Start of SUPPLIED DATA

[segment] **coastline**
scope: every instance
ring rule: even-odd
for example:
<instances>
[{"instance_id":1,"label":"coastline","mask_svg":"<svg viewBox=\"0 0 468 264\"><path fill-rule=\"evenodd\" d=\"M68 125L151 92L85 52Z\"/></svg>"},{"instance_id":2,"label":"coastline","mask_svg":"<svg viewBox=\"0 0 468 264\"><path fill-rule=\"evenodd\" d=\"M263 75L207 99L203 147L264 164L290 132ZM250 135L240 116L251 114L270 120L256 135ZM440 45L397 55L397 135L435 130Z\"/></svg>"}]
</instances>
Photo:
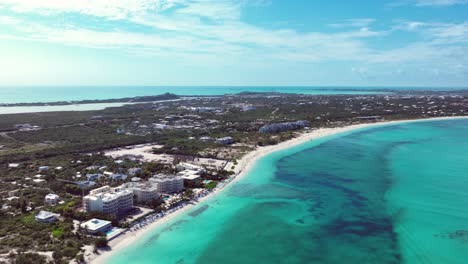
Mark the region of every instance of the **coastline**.
<instances>
[{"instance_id":1,"label":"coastline","mask_svg":"<svg viewBox=\"0 0 468 264\"><path fill-rule=\"evenodd\" d=\"M468 116L454 116L454 117L436 117L436 118L424 118L424 119L412 119L412 120L395 120L395 121L384 121L384 122L377 122L377 123L366 123L366 124L356 124L356 125L348 125L344 127L336 127L336 128L319 128L315 130L307 130L304 132L299 132L301 133L298 137L295 137L293 139L281 142L277 145L272 145L272 146L265 146L265 147L257 147L255 150L247 153L244 155L240 160L238 160L238 164L236 165L236 174L232 180L230 180L227 184L225 184L222 188L219 188L209 195L199 199L196 203L194 204L189 204L175 212L172 212L168 214L167 216L163 217L162 219L155 221L148 226L145 226L137 231L133 232L125 232L121 236L111 240L109 242L109 246L111 250L108 251L100 251L100 254L94 254L92 253L93 249L92 246L87 246L86 247L86 252L85 252L85 259L88 263L97 263L97 264L106 264L109 258L115 253L118 252L125 247L132 245L141 237L147 233L151 232L151 230L156 229L157 227L160 227L161 225L164 225L165 223L169 222L173 218L187 212L193 209L194 206L197 204L204 202L210 198L216 197L216 195L222 193L222 190L224 189L225 186L230 185L231 183L234 183L236 181L239 181L240 179L244 178L246 175L248 175L249 171L254 167L256 164L256 161L261 159L262 157L276 151L280 151L283 149L291 148L300 144L303 144L305 142L311 141L311 140L316 140L319 138L324 138L327 136L332 136L335 134L340 134L340 133L345 133L349 131L353 131L356 129L364 129L364 128L372 128L372 127L377 127L377 126L383 126L383 125L395 125L395 124L401 124L401 123L410 123L410 122L421 122L421 121L438 121L438 120L451 120L451 119L466 119Z\"/></svg>"},{"instance_id":2,"label":"coastline","mask_svg":"<svg viewBox=\"0 0 468 264\"><path fill-rule=\"evenodd\" d=\"M196 98L196 97L193 97ZM154 104L164 102L176 102L190 100L186 97L181 99L154 100L145 102L110 102L110 103L73 103L66 105L26 105L26 106L1 106L0 115L31 114L49 112L74 112L74 111L100 111L111 107L122 107L136 104Z\"/></svg>"},{"instance_id":3,"label":"coastline","mask_svg":"<svg viewBox=\"0 0 468 264\"><path fill-rule=\"evenodd\" d=\"M0 106L0 115L30 114L68 111L99 111L109 107L121 107L135 103L95 103L42 106Z\"/></svg>"}]
</instances>

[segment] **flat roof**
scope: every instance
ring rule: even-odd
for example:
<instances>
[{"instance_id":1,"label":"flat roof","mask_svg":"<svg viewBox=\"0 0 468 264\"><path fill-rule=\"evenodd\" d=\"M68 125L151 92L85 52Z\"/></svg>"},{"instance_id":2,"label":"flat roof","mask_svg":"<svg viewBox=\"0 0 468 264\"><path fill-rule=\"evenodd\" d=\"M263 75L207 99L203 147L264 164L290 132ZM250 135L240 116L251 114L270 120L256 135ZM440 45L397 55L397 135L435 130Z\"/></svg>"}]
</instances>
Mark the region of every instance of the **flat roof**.
<instances>
[{"instance_id":1,"label":"flat roof","mask_svg":"<svg viewBox=\"0 0 468 264\"><path fill-rule=\"evenodd\" d=\"M200 178L200 175L195 175L195 174L189 174L189 175L183 175L182 179L184 180L195 180Z\"/></svg>"},{"instance_id":2,"label":"flat roof","mask_svg":"<svg viewBox=\"0 0 468 264\"><path fill-rule=\"evenodd\" d=\"M86 228L88 230L96 231L110 224L111 224L110 221L93 218L87 222L82 223L81 227Z\"/></svg>"}]
</instances>

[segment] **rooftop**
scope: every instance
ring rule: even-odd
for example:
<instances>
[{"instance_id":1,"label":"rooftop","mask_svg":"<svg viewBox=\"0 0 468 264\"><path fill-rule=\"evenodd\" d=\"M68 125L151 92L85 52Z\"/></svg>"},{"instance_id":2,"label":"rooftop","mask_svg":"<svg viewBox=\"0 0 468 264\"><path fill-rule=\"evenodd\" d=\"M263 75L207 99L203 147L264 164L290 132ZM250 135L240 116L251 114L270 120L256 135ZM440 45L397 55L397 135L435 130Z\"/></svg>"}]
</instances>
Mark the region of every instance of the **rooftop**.
<instances>
[{"instance_id":1,"label":"rooftop","mask_svg":"<svg viewBox=\"0 0 468 264\"><path fill-rule=\"evenodd\" d=\"M99 230L100 228L107 226L110 223L110 221L93 218L87 222L82 223L81 227L86 228L88 230Z\"/></svg>"},{"instance_id":2,"label":"rooftop","mask_svg":"<svg viewBox=\"0 0 468 264\"><path fill-rule=\"evenodd\" d=\"M58 199L59 196L54 194L54 193L49 193L48 195L45 196L46 199Z\"/></svg>"},{"instance_id":3,"label":"rooftop","mask_svg":"<svg viewBox=\"0 0 468 264\"><path fill-rule=\"evenodd\" d=\"M110 201L118 198L119 196L128 195L130 193L132 192L125 188L110 188L109 186L103 186L101 188L92 190L86 197L91 200L102 199L103 201Z\"/></svg>"},{"instance_id":4,"label":"rooftop","mask_svg":"<svg viewBox=\"0 0 468 264\"><path fill-rule=\"evenodd\" d=\"M196 174L190 174L190 175L183 175L182 176L182 179L184 180L195 180L195 179L198 179L200 178L200 175L196 175Z\"/></svg>"},{"instance_id":5,"label":"rooftop","mask_svg":"<svg viewBox=\"0 0 468 264\"><path fill-rule=\"evenodd\" d=\"M50 219L50 218L57 218L59 215L58 214L54 214L54 213L51 213L51 212L48 212L48 211L40 211L37 215L36 215L36 219L38 220L46 220L46 219Z\"/></svg>"}]
</instances>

End of SUPPLIED DATA

## YOUR TASK
When you retype the material above, copy each line exactly and drop whatever images appear in it.

## FINAL ANSWER
[segment] **coastline**
scope: every instance
ring rule: even-odd
for example:
<instances>
[{"instance_id":1,"label":"coastline","mask_svg":"<svg viewBox=\"0 0 468 264\"><path fill-rule=\"evenodd\" d=\"M68 125L151 92L85 52Z\"/></svg>"},{"instance_id":2,"label":"coastline","mask_svg":"<svg viewBox=\"0 0 468 264\"><path fill-rule=\"evenodd\" d=\"M263 75L207 99L203 147L264 164L290 132ZM250 135L240 116L251 114L270 120L256 135ZM440 45L397 55L397 135L435 130Z\"/></svg>"}]
</instances>
Photo:
Mark the region of every instance of the **coastline**.
<instances>
[{"instance_id":1,"label":"coastline","mask_svg":"<svg viewBox=\"0 0 468 264\"><path fill-rule=\"evenodd\" d=\"M468 116L454 116L454 117L436 117L436 118L424 118L424 119L412 119L412 120L395 120L395 121L384 121L384 122L377 122L377 123L366 123L366 124L356 124L356 125L348 125L344 127L336 127L336 128L319 128L315 130L307 130L304 132L299 132L301 133L298 137L295 137L293 139L281 142L277 145L272 145L272 146L265 146L265 147L257 147L255 150L247 153L244 155L240 160L238 160L238 164L236 165L236 174L232 180L230 180L227 184L225 184L222 188L219 188L209 195L199 199L196 203L194 204L189 204L175 212L172 212L168 214L167 216L163 217L162 219L155 221L148 226L145 226L137 231L133 232L125 232L121 236L111 240L109 242L109 246L111 250L108 251L100 251L100 254L94 254L92 253L93 249L92 246L87 246L86 247L86 252L85 252L85 259L88 263L97 263L97 264L106 264L109 258L115 253L118 252L125 247L132 245L141 237L147 233L151 232L151 230L156 229L157 227L160 227L161 225L164 225L165 223L169 222L173 218L187 212L193 209L194 206L197 204L204 202L210 198L216 197L216 195L222 193L222 190L224 189L225 186L230 185L231 183L234 183L236 181L239 181L240 179L244 178L246 175L248 175L249 171L254 167L256 164L256 161L261 159L262 157L276 151L280 151L283 149L291 148L300 144L303 144L305 142L311 141L311 140L316 140L319 138L324 138L327 136L332 136L335 134L340 134L340 133L345 133L349 131L353 131L356 129L364 129L364 128L372 128L372 127L377 127L377 126L383 126L383 125L395 125L395 124L401 124L401 123L410 123L410 122L421 122L421 121L438 121L438 120L451 120L451 119L466 119Z\"/></svg>"},{"instance_id":2,"label":"coastline","mask_svg":"<svg viewBox=\"0 0 468 264\"><path fill-rule=\"evenodd\" d=\"M196 98L196 97L193 97ZM154 104L164 102L176 102L190 100L186 97L181 99L154 100L145 102L110 102L110 103L73 103L66 105L26 105L26 106L1 106L0 115L31 114L49 112L74 112L74 111L100 111L111 107L122 107L136 104Z\"/></svg>"},{"instance_id":3,"label":"coastline","mask_svg":"<svg viewBox=\"0 0 468 264\"><path fill-rule=\"evenodd\" d=\"M0 106L0 115L30 114L68 111L99 111L109 107L121 107L135 103L95 103L42 106Z\"/></svg>"}]
</instances>

[segment] **flat roof**
scope: every instance
ring rule: even-odd
for example:
<instances>
[{"instance_id":1,"label":"flat roof","mask_svg":"<svg viewBox=\"0 0 468 264\"><path fill-rule=\"evenodd\" d=\"M68 125L151 92L85 52Z\"/></svg>"},{"instance_id":2,"label":"flat roof","mask_svg":"<svg viewBox=\"0 0 468 264\"><path fill-rule=\"evenodd\" d=\"M263 75L207 99L203 147L264 164L290 132ZM250 135L240 116L251 114L270 120L256 135ZM440 45L397 55L397 135L435 130Z\"/></svg>"}]
</instances>
Mark the region of every instance of the **flat roof**.
<instances>
[{"instance_id":1,"label":"flat roof","mask_svg":"<svg viewBox=\"0 0 468 264\"><path fill-rule=\"evenodd\" d=\"M200 178L200 175L195 175L195 174L189 174L189 175L183 175L182 179L184 180L195 180Z\"/></svg>"},{"instance_id":2,"label":"flat roof","mask_svg":"<svg viewBox=\"0 0 468 264\"><path fill-rule=\"evenodd\" d=\"M86 228L88 230L96 231L110 224L111 224L110 221L93 218L87 222L82 223L81 227Z\"/></svg>"}]
</instances>

[segment] **rooftop**
scope: every instance
ring rule: even-odd
for example:
<instances>
[{"instance_id":1,"label":"rooftop","mask_svg":"<svg viewBox=\"0 0 468 264\"><path fill-rule=\"evenodd\" d=\"M68 125L151 92L85 52Z\"/></svg>"},{"instance_id":2,"label":"rooftop","mask_svg":"<svg viewBox=\"0 0 468 264\"><path fill-rule=\"evenodd\" d=\"M263 75L207 99L203 147L264 164L290 132ZM250 135L240 116L251 114L270 120L256 135ZM440 45L397 55L397 135L435 130Z\"/></svg>"}]
</instances>
Mark the region of every instance of the **rooftop**.
<instances>
[{"instance_id":1,"label":"rooftop","mask_svg":"<svg viewBox=\"0 0 468 264\"><path fill-rule=\"evenodd\" d=\"M99 230L100 228L107 226L110 223L110 221L93 218L87 222L82 223L81 227L86 228L88 230Z\"/></svg>"},{"instance_id":2,"label":"rooftop","mask_svg":"<svg viewBox=\"0 0 468 264\"><path fill-rule=\"evenodd\" d=\"M58 199L59 196L54 194L54 193L49 193L48 195L45 196L46 199Z\"/></svg>"},{"instance_id":3,"label":"rooftop","mask_svg":"<svg viewBox=\"0 0 468 264\"><path fill-rule=\"evenodd\" d=\"M110 201L118 198L119 196L128 195L130 193L132 192L125 188L110 188L109 186L103 186L101 188L92 190L86 197L91 200L102 199L103 201Z\"/></svg>"},{"instance_id":4,"label":"rooftop","mask_svg":"<svg viewBox=\"0 0 468 264\"><path fill-rule=\"evenodd\" d=\"M196 174L190 174L190 175L183 175L182 176L182 179L184 180L195 180L195 179L198 179L200 178L200 175L196 175Z\"/></svg>"},{"instance_id":5,"label":"rooftop","mask_svg":"<svg viewBox=\"0 0 468 264\"><path fill-rule=\"evenodd\" d=\"M50 219L50 218L57 218L59 215L58 214L54 214L54 213L51 213L51 212L48 212L48 211L40 211L37 215L36 215L36 219L38 220L46 220L46 219Z\"/></svg>"}]
</instances>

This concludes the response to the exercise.